* TO DO
Copy the passage about American healthcare costs word for word, from "I’ve just returned" up to and including "was left penniless.".

GIVEN PASSAGE below:

I’ve just returned from visiting a surgeon friend in the USA. He’s into dogs so we had lots to discuss but they weren’t the only topic of conversation.
Along with the forthcoming Presidential election we discussed our respective national healthcare systems.
The stories he told were truly astonishing. He outlined the case of an executive who suffered a serious stroke at the age of 53.
He’d been thrifty enough to have considerable savings plus private health care.
Although his immediate treatment was covered his insurer met only 80 per cent of the subsequent medication. After 15 years of ongoing treatment he was left penniless.
Another case involved an 11-year-old girl who broke her hip falling down a flight of stairs. Her single mother was so afraid of the medical costs she refused to take her daughter to hospital and the fractured hip was not discovered for several painful years.
While care will almost certainly be given for immediate medical emergency, any subsequent treatment is unlikely to be forthcoming without a guarantee of payment.

End of GIVEN PASSAGE.
DATA below:

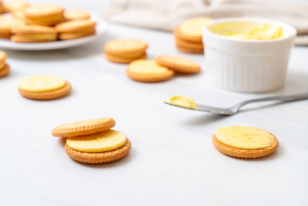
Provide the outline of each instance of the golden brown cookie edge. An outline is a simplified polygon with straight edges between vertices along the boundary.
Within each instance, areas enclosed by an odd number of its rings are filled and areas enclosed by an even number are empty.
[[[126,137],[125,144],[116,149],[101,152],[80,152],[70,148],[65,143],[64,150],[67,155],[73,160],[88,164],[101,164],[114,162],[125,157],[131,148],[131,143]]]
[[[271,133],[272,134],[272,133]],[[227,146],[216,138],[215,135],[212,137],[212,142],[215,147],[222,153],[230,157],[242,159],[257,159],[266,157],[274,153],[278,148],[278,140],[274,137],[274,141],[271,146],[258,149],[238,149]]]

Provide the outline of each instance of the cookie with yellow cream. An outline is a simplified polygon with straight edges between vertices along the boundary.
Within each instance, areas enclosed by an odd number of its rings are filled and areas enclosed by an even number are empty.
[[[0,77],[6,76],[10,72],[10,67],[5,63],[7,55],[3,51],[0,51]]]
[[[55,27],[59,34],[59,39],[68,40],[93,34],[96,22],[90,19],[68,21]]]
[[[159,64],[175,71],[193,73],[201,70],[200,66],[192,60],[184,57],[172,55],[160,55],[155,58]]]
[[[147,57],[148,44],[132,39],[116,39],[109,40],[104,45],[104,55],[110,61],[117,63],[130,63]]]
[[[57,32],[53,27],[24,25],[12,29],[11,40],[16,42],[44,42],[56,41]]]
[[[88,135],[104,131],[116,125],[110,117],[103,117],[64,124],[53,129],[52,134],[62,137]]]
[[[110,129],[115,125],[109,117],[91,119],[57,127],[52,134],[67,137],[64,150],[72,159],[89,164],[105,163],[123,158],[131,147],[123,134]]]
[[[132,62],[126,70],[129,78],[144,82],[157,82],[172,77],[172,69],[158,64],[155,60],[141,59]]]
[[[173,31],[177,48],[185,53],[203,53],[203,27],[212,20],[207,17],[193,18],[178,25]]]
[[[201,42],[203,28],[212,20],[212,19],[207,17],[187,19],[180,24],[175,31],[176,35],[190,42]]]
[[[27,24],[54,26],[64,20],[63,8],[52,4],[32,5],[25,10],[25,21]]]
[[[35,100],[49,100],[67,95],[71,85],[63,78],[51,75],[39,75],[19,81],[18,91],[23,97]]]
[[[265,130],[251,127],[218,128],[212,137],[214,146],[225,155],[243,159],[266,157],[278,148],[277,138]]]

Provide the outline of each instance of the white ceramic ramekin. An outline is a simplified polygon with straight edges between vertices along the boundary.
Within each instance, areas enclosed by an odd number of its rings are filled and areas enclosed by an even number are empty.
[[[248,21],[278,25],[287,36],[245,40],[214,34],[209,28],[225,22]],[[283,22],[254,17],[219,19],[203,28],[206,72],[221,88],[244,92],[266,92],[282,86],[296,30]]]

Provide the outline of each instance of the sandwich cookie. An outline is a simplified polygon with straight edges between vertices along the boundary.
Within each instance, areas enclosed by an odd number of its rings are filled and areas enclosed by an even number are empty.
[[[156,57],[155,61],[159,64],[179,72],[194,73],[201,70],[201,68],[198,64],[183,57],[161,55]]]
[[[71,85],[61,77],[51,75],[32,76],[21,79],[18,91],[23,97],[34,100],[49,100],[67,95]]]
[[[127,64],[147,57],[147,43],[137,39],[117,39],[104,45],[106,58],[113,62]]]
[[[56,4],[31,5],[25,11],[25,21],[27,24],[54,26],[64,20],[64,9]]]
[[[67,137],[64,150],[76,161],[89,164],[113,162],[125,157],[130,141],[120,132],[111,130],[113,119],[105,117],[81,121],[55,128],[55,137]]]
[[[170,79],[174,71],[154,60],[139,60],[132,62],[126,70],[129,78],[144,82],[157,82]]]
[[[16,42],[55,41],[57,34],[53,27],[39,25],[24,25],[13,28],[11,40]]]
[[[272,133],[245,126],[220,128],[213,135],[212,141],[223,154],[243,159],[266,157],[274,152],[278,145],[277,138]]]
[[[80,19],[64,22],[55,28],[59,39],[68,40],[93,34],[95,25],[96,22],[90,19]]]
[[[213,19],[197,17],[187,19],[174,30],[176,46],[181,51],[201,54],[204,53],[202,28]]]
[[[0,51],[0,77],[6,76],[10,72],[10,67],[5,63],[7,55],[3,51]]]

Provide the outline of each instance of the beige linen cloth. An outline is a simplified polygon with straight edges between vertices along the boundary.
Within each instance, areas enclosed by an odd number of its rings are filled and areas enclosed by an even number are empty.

End of DATA.

* WRITTEN REPLY
I’ve just returned from visiting a surgeon friend in the USA. He’s into dogs so we had lots to discuss but they weren’t the only topic of conversation.
Along with the forthcoming Presidential election we discussed our respective national healthcare systems.
The stories he told were truly astonishing. He outlined the case of an executive who suffered a serious stroke at the age of 53.
He’d been thrifty enough to have considerable savings plus private health care.
Although his immediate treatment was covered his insurer met only 80 per cent of the subsequent medication. After 15 years of ongoing treatment he was left penniless.